━━━ EXCERPTED PASSAGE
But first, a point in total agreement with the bhakts who dismiss the Hindenburg report as ‘nothing new’. It brings out no new facts that weren’t already known. The trail of red flags related to the Adani's goes back at least 15 years. As long ago as in 2007, the Securities Exchange Board of India (SEBI) had stated that the Adani's aided and abetted in manipulating stock prices. But as usual, the saffron laity fail to ask follow-up questions in their own line of inquiry: If every misdeed pointed out in the Hindenburg report was known to India’s regulatory agencies, why wasn’t anything done about it? The stock price inflation by Adani companies, or the source of their high valuations, was not even a case of hiding in plain sight. Analysts routinely steered clear of trying to explain the crazy valuations. Eighteen months ago, an online long-form business news portal reported the ‘confounding rise and rise of Adani stocks’ on the back of investments by offshore funds. Bloomberg found that these offshore funds put 95% of their monies into Adani companies. Diversifying one’s bets is the first principle of hedge funds; no self-respecting fund manager would put all his eggs into one basket.

Last year, a Fitch subsidiary reported the Adani group companies were “deeply over-leveraged” and suggested it could unravel the Adanis’ vast empire as their businesses did not seem to have the revenues to repay loans. That did not stop PSBs from continuing to lend to the Adanis as they went about their audacious expansion, buying up ports, airports, cement and media companies in a dizzying shopping spree. Analyst estimates are that the Adani group companies have an aggregate external debt of Rs 1.9 lakh crore, the bulk of it from public sector banks. It’s no wonder that the stock market bloodbath of Adani companies last week wiped out more than 10 per cent of the market cap of some of the biggest PSU banks and LIC as well.
━━━━━━
• WORK INSTRUCTION 1
In the passage about the Adani group, what share of their money did the offshore funds put into Adani companies?
• WORK INSTRUCTION 2
Copy the passage about the Adani group verbatim from "Last year, a" to "LIC as well.".
• WORK INSTRUCTION 3
Write a continuation of the passage about the Adani group, picking up after its last sentence.
━━━ INPUT DATA
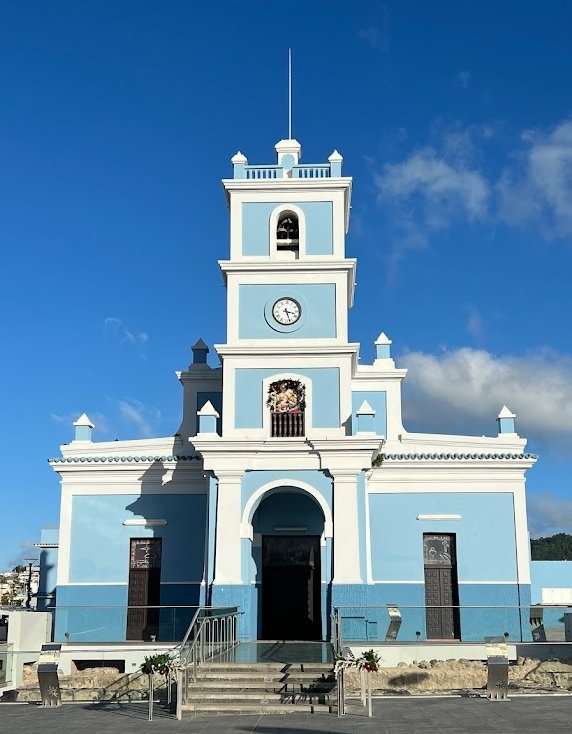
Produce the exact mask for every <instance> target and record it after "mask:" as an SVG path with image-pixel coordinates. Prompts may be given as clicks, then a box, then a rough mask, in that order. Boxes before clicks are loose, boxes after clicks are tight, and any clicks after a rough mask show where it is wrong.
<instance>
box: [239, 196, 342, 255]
mask: <svg viewBox="0 0 572 734" xmlns="http://www.w3.org/2000/svg"><path fill="white" fill-rule="evenodd" d="M291 204H293V205H295V206H297V207H298V208H299V209H301V210H302V212H303V213H304V218H305V222H306V253H307V254H308V255H331V254H332V252H333V234H332V232H333V204H332V202H331V201H311V202H308V201H302V202H300V201H293V202H291ZM277 206H280V207H283V208H284V209H288V207H289V204H284V203H278V202H246V203H244V204H243V205H242V252H243V255H258V256H264V255H269V254H270V215H271V214H272V212H273V211H274V210H275V209H276V207H277Z"/></svg>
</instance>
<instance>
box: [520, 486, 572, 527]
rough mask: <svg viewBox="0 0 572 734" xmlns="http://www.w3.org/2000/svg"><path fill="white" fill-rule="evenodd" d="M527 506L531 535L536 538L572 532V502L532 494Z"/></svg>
mask: <svg viewBox="0 0 572 734" xmlns="http://www.w3.org/2000/svg"><path fill="white" fill-rule="evenodd" d="M527 506H528V516H529V519H528V522H529V528H530V534H531V535H533V536H534V537H539V536H549V535H554V534H555V533H570V532H572V500H566V499H562V498H560V497H553V496H552V495H549V494H539V495H534V494H530V495H529V496H528V499H527Z"/></svg>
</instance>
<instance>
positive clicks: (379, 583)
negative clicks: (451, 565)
mask: <svg viewBox="0 0 572 734" xmlns="http://www.w3.org/2000/svg"><path fill="white" fill-rule="evenodd" d="M372 583H373V584H374V585H375V584H425V579H420V580H419V581H404V580H400V581H380V580H379V579H374V580H373V582H372ZM457 583H458V584H463V585H466V586H469V585H471V584H473V585H475V586H477V585H479V584H497V585H505V586H514V585H516V584H517V583H518V581H517V580H516V579H512V580H511V579H509V580H508V581H486V580H484V581H462V580H461V579H459V581H458V582H457ZM405 606H408V605H407V604H406V605H405ZM421 606H423V605H421ZM461 606H474V605H472V604H469V605H461ZM480 606H483V607H486V606H487V605H480ZM490 606H498V605H495V604H491V605H490ZM504 606H506V605H504ZM508 606H512V605H511V604H509V605H508Z"/></svg>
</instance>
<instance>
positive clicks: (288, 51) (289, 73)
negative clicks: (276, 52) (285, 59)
mask: <svg viewBox="0 0 572 734" xmlns="http://www.w3.org/2000/svg"><path fill="white" fill-rule="evenodd" d="M288 140H292V49H291V48H289V49H288Z"/></svg>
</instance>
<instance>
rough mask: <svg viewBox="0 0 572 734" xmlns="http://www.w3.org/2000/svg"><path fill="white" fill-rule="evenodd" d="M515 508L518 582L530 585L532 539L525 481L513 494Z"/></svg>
mask: <svg viewBox="0 0 572 734" xmlns="http://www.w3.org/2000/svg"><path fill="white" fill-rule="evenodd" d="M513 507H514V533H515V544H516V568H517V576H518V582H519V583H521V584H530V582H531V579H530V538H529V534H528V517H527V512H526V495H525V490H524V481H523V482H522V483H521V485H520V487H518V488H517V489H516V490H515V492H514V494H513Z"/></svg>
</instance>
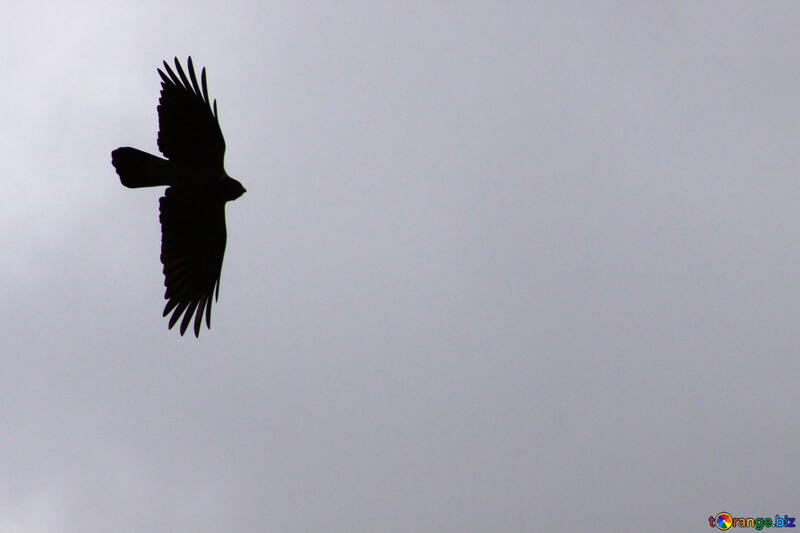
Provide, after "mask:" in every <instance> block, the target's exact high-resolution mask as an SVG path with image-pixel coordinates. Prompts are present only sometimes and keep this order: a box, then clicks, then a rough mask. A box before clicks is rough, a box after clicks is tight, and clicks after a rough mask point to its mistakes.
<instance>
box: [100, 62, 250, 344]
mask: <svg viewBox="0 0 800 533" xmlns="http://www.w3.org/2000/svg"><path fill="white" fill-rule="evenodd" d="M176 71H177V75H176V73H175V72H176ZM188 71H189V76H188V77H187V76H186V73H185V72H184V70H183V69H182V68H181V65H180V63H179V62H178V58H175V71H173V70H172V69H171V68H170V66H169V65H168V64H167V62H166V61H164V70H163V71H162V70H161V69H158V74H159V75H160V76H161V80H162V81H161V97H160V99H159V102H158V149H159V151H160V152H161V153H162V154H163V155H164V157H165V158H166V159H164V158H161V157H158V156H155V155H151V154H148V153H147V152H143V151H141V150H137V149H136V148H131V147H128V146H125V147H121V148H117V149H116V150H114V151H113V152H111V164H112V165H114V168H115V169H116V171H117V174H118V175H119V179H120V181H121V182H122V184H123V185H124V186H126V187H130V188H138V187H157V186H164V185H166V186H167V189H166V191H165V192H164V196H162V197H161V198H160V199H159V221H160V222H161V263H163V265H164V285H165V286H166V292H165V293H164V298H165V299H166V300H167V304H166V306H165V307H164V314H163V316H165V317H166V316H167V315H169V314H170V313H172V316H171V317H170V319H169V328H170V329H172V326H174V325H175V324H176V323H177V322H178V320H180V319H181V316H183V319H182V320H181V327H180V331H181V335H183V334H184V333H185V332H186V328H187V327H188V326H189V323H190V322H191V321H192V317H194V334H195V337H199V336H200V327H201V325H202V321H203V314H205V319H206V327H207V328H209V329H211V298H212V295H213V296H214V299H215V300H218V299H219V280H220V274H221V272H222V258H223V256H224V255H225V241H226V238H227V233H226V230H225V203H226V202H229V201H231V200H236V199H237V198H239V197H240V196H241V195H243V194H244V193H245V188H244V187H243V186H242V184H241V183H239V182H238V181H237V180H235V179H233V178H231V177H230V176H228V174H227V173H226V172H225V168H224V167H223V159H224V157H225V139H223V137H222V130H221V129H220V126H219V118H218V116H217V101H216V100H214V104H213V107H212V104H211V102H210V100H209V98H208V87H207V86H206V69H205V68H203V70H202V72H201V73H200V83H197V76H196V75H195V72H194V65H193V64H192V58H191V57H189V60H188Z"/></svg>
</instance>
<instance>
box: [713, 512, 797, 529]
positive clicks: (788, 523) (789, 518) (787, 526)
mask: <svg viewBox="0 0 800 533" xmlns="http://www.w3.org/2000/svg"><path fill="white" fill-rule="evenodd" d="M708 525H709V526H710V527H715V528H717V529H721V530H722V531H727V530H729V529H730V528H732V527H749V528H753V529H755V530H756V531H761V530H762V529H764V528H765V527H795V525H794V517H793V516H789V515H783V516H781V515H777V514H776V515H775V518H772V517H771V516H760V517H758V518H753V517H752V516H748V517H742V516H733V515H732V514H730V513H719V514H717V515H716V516H714V515H711V516H709V517H708Z"/></svg>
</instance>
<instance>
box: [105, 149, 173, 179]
mask: <svg viewBox="0 0 800 533" xmlns="http://www.w3.org/2000/svg"><path fill="white" fill-rule="evenodd" d="M111 164H112V165H114V168H115V169H116V170H117V174H119V180H120V181H121V182H122V184H123V185H125V186H126V187H131V188H134V187H156V186H158V185H170V181H171V175H172V173H171V172H170V168H169V162H168V161H167V160H166V159H161V158H160V157H157V156H154V155H150V154H148V153H147V152H142V151H141V150H137V149H136V148H130V147H128V146H126V147H123V148H117V149H116V150H114V151H113V152H111Z"/></svg>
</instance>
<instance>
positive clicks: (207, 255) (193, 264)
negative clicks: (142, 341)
mask: <svg viewBox="0 0 800 533" xmlns="http://www.w3.org/2000/svg"><path fill="white" fill-rule="evenodd" d="M159 211H160V216H159V220H160V221H161V262H162V263H163V264H164V285H165V286H166V287H167V290H166V292H165V293H164V298H166V299H167V300H168V301H167V305H166V306H165V307H164V316H167V315H168V314H170V312H172V316H171V317H170V319H169V327H170V329H172V326H174V325H175V324H176V323H177V321H178V319H179V318H180V317H181V315H183V320H182V321H181V335H183V334H184V332H185V331H186V328H187V326H188V325H189V322H191V320H192V315H194V317H195V319H194V334H195V336H197V337H199V336H200V326H201V324H202V321H203V312H204V311H205V315H206V326H207V327H208V328H211V297H212V295H213V294H214V291H215V289H216V298H218V297H219V278H220V274H221V272H222V258H223V256H224V255H225V240H226V231H225V202H224V201H221V200H219V199H218V198H215V197H213V196H210V195H208V194H204V193H202V192H198V191H197V190H187V189H186V188H178V187H169V188H168V189H167V191H166V193H165V194H164V196H163V197H162V198H161V200H160V201H159Z"/></svg>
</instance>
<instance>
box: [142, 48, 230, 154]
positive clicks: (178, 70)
mask: <svg viewBox="0 0 800 533" xmlns="http://www.w3.org/2000/svg"><path fill="white" fill-rule="evenodd" d="M164 69H165V70H166V74H165V73H164V72H163V71H162V70H161V69H158V74H159V75H160V76H161V79H162V82H161V98H160V99H159V101H158V149H159V150H161V153H162V154H164V156H165V157H167V159H170V160H172V161H176V162H178V163H184V164H186V165H188V166H190V167H215V168H219V169H222V162H223V158H224V157H225V139H223V137H222V130H221V129H220V127H219V120H218V118H217V101H216V100H214V108H213V110H212V108H211V103H210V100H209V98H208V87H207V86H206V69H205V68H203V70H202V72H201V74H200V81H201V84H198V83H197V76H195V74H194V65H192V58H191V57H190V58H189V77H188V78H187V77H186V74H185V73H184V72H183V69H182V68H181V64H180V63H179V62H178V58H177V57H176V58H175V69H176V70H177V71H178V74H177V75H176V74H175V72H174V71H173V70H172V69H171V68H170V67H169V65H168V64H167V62H166V61H164ZM201 85H202V87H201Z"/></svg>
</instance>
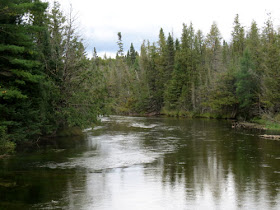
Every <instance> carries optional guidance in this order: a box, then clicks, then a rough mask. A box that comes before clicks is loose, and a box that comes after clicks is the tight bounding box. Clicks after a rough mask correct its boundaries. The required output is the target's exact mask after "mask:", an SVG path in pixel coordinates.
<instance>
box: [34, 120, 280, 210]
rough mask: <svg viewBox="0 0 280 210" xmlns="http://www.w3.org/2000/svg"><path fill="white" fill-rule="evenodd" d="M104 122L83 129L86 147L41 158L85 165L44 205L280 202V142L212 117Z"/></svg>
mask: <svg viewBox="0 0 280 210" xmlns="http://www.w3.org/2000/svg"><path fill="white" fill-rule="evenodd" d="M103 122H104V123H105V125H104V126H103V127H101V128H98V129H97V130H90V131H88V141H87V148H88V149H87V151H84V152H83V153H81V154H80V155H78V156H77V157H74V158H68V160H67V161H65V162H61V163H55V162H47V163H46V164H43V165H41V167H43V168H45V167H46V168H48V167H49V168H53V169H54V170H61V169H62V170H65V169H79V170H81V171H82V172H83V173H82V174H83V175H79V173H76V174H75V177H74V178H72V179H69V180H68V182H67V187H66V190H65V191H63V192H61V193H63V196H62V197H61V198H60V199H58V200H52V201H50V202H47V203H45V204H43V205H42V206H44V207H47V206H55V205H57V206H64V207H65V209H122V210H125V209H129V210H130V209H141V210H142V209H153V210H154V209H279V208H280V193H279V189H280V186H279V181H280V179H279V177H280V174H279V173H277V172H278V171H280V169H279V165H280V164H279V161H280V160H279V157H280V154H279V143H274V142H269V141H263V140H259V139H258V138H257V137H255V136H251V135H243V134H242V133H240V132H239V133H237V132H235V131H232V130H230V128H227V124H226V123H221V122H216V121H203V120H198V121H196V120H193V121H190V120H177V121H176V120H174V119H170V120H169V119H164V118H142V117H137V118H133V117H117V116H114V117H112V118H106V119H105V120H103ZM169 128H170V129H169ZM81 183H83V184H82V185H81ZM37 207H38V206H37Z"/></svg>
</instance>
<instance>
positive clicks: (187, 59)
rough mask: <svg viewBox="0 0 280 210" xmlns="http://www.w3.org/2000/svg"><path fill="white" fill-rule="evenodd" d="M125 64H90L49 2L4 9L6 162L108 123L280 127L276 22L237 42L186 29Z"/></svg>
mask: <svg viewBox="0 0 280 210" xmlns="http://www.w3.org/2000/svg"><path fill="white" fill-rule="evenodd" d="M117 35H118V42H117V44H118V46H119V51H118V52H117V56H116V58H115V59H112V58H106V57H105V58H100V57H98V56H97V52H96V50H95V49H94V52H93V56H92V58H91V59H89V58H87V56H86V52H85V47H84V45H83V40H82V37H81V36H80V35H79V33H78V30H77V28H76V25H75V16H74V15H73V13H72V12H71V11H70V13H69V15H68V16H67V17H66V16H65V15H64V14H63V13H62V12H61V10H60V5H59V3H57V2H54V4H53V6H52V7H49V6H48V3H43V2H41V1H40V0H0V154H3V153H9V152H11V151H13V150H14V148H15V145H16V144H19V143H21V142H24V141H33V142H34V141H35V142H36V141H37V140H38V139H39V138H40V137H42V136H55V135H57V134H58V133H59V131H61V130H65V129H67V128H73V127H78V128H85V127H89V126H91V125H92V124H93V123H95V122H96V121H97V118H98V116H99V115H102V114H105V113H116V114H147V115H156V114H167V115H172V116H191V117H193V116H200V117H215V118H241V119H244V120H249V119H266V120H267V119H269V120H271V121H274V122H277V123H279V121H280V113H279V111H280V30H279V29H276V28H275V27H274V26H273V22H272V21H271V19H270V18H268V20H267V21H266V23H265V25H264V27H263V28H261V29H260V28H258V26H257V24H256V22H252V24H251V27H250V29H249V30H248V31H246V30H245V27H244V26H242V25H241V24H240V22H239V17H238V15H237V16H236V17H235V19H234V23H233V30H232V39H231V41H229V42H226V41H224V40H223V39H222V37H221V34H220V32H219V29H218V26H217V25H216V24H215V23H213V25H212V26H211V29H210V32H209V33H208V34H206V35H204V34H203V33H202V31H200V30H195V29H194V27H193V25H192V24H189V25H186V24H183V30H182V35H181V37H180V39H175V38H174V36H173V35H172V34H170V33H169V34H168V35H167V34H165V33H164V31H163V30H162V29H161V30H160V33H159V38H158V41H157V42H156V43H150V42H149V41H145V42H144V43H143V44H142V46H141V50H140V52H139V53H138V52H137V51H136V50H135V48H134V46H133V44H131V46H130V49H129V50H128V52H124V49H123V41H122V35H121V33H118V34H117Z"/></svg>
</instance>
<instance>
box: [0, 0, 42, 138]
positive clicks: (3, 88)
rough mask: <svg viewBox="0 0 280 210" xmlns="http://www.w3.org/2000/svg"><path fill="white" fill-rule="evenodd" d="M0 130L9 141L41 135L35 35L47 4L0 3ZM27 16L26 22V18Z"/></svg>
mask: <svg viewBox="0 0 280 210" xmlns="http://www.w3.org/2000/svg"><path fill="white" fill-rule="evenodd" d="M0 5H1V9H0V10H1V12H0V28H1V33H0V81H1V83H0V113H1V115H0V127H1V128H0V129H1V131H2V134H1V136H2V137H3V136H5V134H3V132H4V131H5V132H7V136H6V137H5V138H6V139H7V140H8V141H13V142H20V141H23V140H26V139H32V138H35V137H36V136H38V135H40V133H41V128H42V121H44V119H42V114H41V112H40V111H42V109H41V104H42V98H43V97H42V96H43V90H42V84H43V81H44V74H43V72H42V68H41V63H40V62H39V61H38V59H39V57H38V53H37V52H36V45H35V43H36V40H35V38H34V37H35V34H36V33H37V31H38V29H40V27H39V26H38V25H36V24H38V22H36V21H35V20H34V18H35V16H40V15H41V16H43V15H44V12H45V10H46V7H47V4H46V3H42V2H40V1H35V2H34V1H29V0H20V1H12V0H5V1H3V0H2V1H1V2H0ZM26 14H29V18H28V17H27V16H26Z"/></svg>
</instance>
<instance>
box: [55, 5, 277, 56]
mask: <svg viewBox="0 0 280 210" xmlns="http://www.w3.org/2000/svg"><path fill="white" fill-rule="evenodd" d="M58 2H60V4H61V6H62V9H63V11H64V12H65V13H67V12H68V11H69V5H70V4H72V8H73V12H74V13H77V14H78V20H79V26H80V29H81V32H82V34H83V37H84V39H85V45H86V46H87V52H88V54H91V52H92V51H93V47H96V49H97V53H98V55H99V56H103V55H104V53H105V52H106V54H107V55H109V56H110V55H113V56H114V55H115V54H116V51H117V49H118V47H117V44H116V42H117V39H118V37H117V33H118V32H121V33H122V39H123V43H124V50H125V51H127V50H128V49H129V46H130V43H131V42H133V44H134V46H135V48H136V49H137V50H139V48H140V46H141V44H142V42H143V40H147V39H148V40H150V41H151V42H154V41H157V39H158V34H159V30H160V28H163V29H164V32H165V34H166V36H167V35H168V33H169V32H173V34H174V37H176V38H180V36H181V32H182V24H183V23H186V24H187V25H189V23H190V22H192V23H193V26H194V28H195V30H198V29H201V30H202V31H203V33H204V35H206V34H207V33H208V32H209V30H210V26H211V25H212V23H213V22H214V21H215V22H216V23H217V24H218V27H219V29H220V32H221V34H222V37H223V38H224V39H225V40H227V41H229V40H230V38H231V31H232V27H233V20H234V17H235V15H236V14H239V17H240V22H241V24H242V25H243V26H245V27H246V29H248V28H249V27H250V24H251V22H252V20H255V21H256V22H257V23H258V26H259V27H263V24H264V22H265V21H266V20H267V14H268V13H270V14H271V17H272V20H273V22H274V24H275V25H276V26H278V25H280V0H232V1H227V0H192V1H190V0H141V1H134V0H58Z"/></svg>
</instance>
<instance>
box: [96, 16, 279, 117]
mask: <svg viewBox="0 0 280 210" xmlns="http://www.w3.org/2000/svg"><path fill="white" fill-rule="evenodd" d="M118 38H119V41H118V45H119V52H118V54H117V57H116V59H101V58H99V59H98V60H99V61H102V62H103V64H100V65H99V68H100V69H101V71H102V72H103V73H104V75H105V78H106V86H107V89H108V91H109V92H108V94H109V96H110V98H111V107H112V109H113V111H114V112H115V113H118V114H160V113H163V114H167V115H172V116H200V117H215V118H241V119H243V120H250V119H257V118H258V119H260V118H265V119H269V120H272V121H276V122H279V121H280V113H279V111H280V30H278V29H275V28H274V26H273V22H272V21H271V19H270V18H268V20H267V21H266V23H265V25H264V27H263V28H262V29H260V28H258V26H257V23H256V22H254V21H253V22H252V24H251V27H250V28H249V30H248V31H246V30H245V27H244V26H242V25H241V24H240V21H239V16H238V15H236V17H235V19H234V22H233V30H232V34H231V41H229V42H226V41H225V40H223V39H222V37H221V34H220V31H219V29H218V26H217V24H216V23H213V25H212V26H211V29H210V32H209V33H208V34H206V35H204V34H203V33H202V31H201V30H195V29H194V27H193V25H192V24H189V25H186V24H183V30H182V35H181V38H180V39H175V38H174V36H173V35H172V34H170V33H169V34H168V35H166V34H165V33H164V31H163V30H162V29H161V30H160V32H159V38H158V41H157V42H156V43H150V42H149V41H145V42H144V43H143V44H142V46H141V52H140V53H139V54H138V53H137V52H135V49H134V47H133V44H131V47H130V50H129V51H128V52H127V53H124V52H123V46H122V40H121V34H120V33H119V34H118ZM124 54H126V55H124Z"/></svg>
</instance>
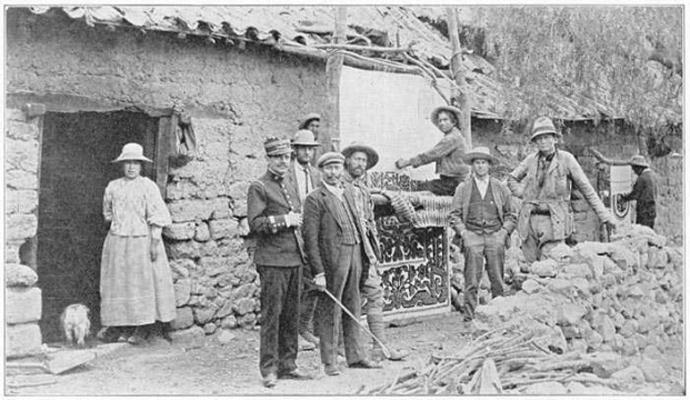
━━━━━━
• RESPONSE AREA 1
Bloomberg found that they put 95% of their monies into Adani companies.

• RESPONSE AREA 2
Last year, a Fitch subsidiary reported the Adani group companies were “deeply over-leveraged” and suggested it could unravel the Adanis’ vast empire as their businesses did not seem to have the revenues to repay loans. That did not stop PSBs from continuing to lend to the Adanis as they went about their audacious expansion, buying up ports, airports, cement and media companies in a dizzying shopping spree. Analyst estimates are that the Adani group companies have an aggregate external debt of Rs 1.9 lakh crore, the bulk of it from public sector banks. It’s no wonder that the stock market bloodbath of Adani companies last week wiped out more than 10 per cent of the market cap of some of the biggest PSU banks and LIC as well.

• RESPONSE AREA 3
Despite the panic in the capital markets, the Adanis have said they will continue with their Rs 20,000 crore follow-on public offer (FPO). The self-same public sector entities LIC and SBI are institutional investors in the FPO. It’s understandable why the Adanis would proceed with the FPO. After all, the FPO was a gambit to ease themselves of their debt burden and transfer it to shareholders, which explains the frenetic valuation bubble they have been blowing into for months. This follows the template set in 2021-22 by several startup ‘unicorns’ like Paytm, Nykaa and Policy Bazaar which off-loaded insanely expensive chunks of stock to unwary individual investors and laughed all the way to the bank as their share values tanked up to 70 per cent in the months following.

This is a cruel joke on the people of India. Public money is used to inflate these bubbles, which are then foisted on the public just before they blow up. But the joke gets even more macabre when such poor corporate regulation and governance scares off foreign direct investment, which India badly needs to build infrastructure and create jobs. And we exacerbate this regulatory betrayal by misusing watch dogs such as SEBI, ED, DRI, IT as instruments of harassment rather than law enforcement.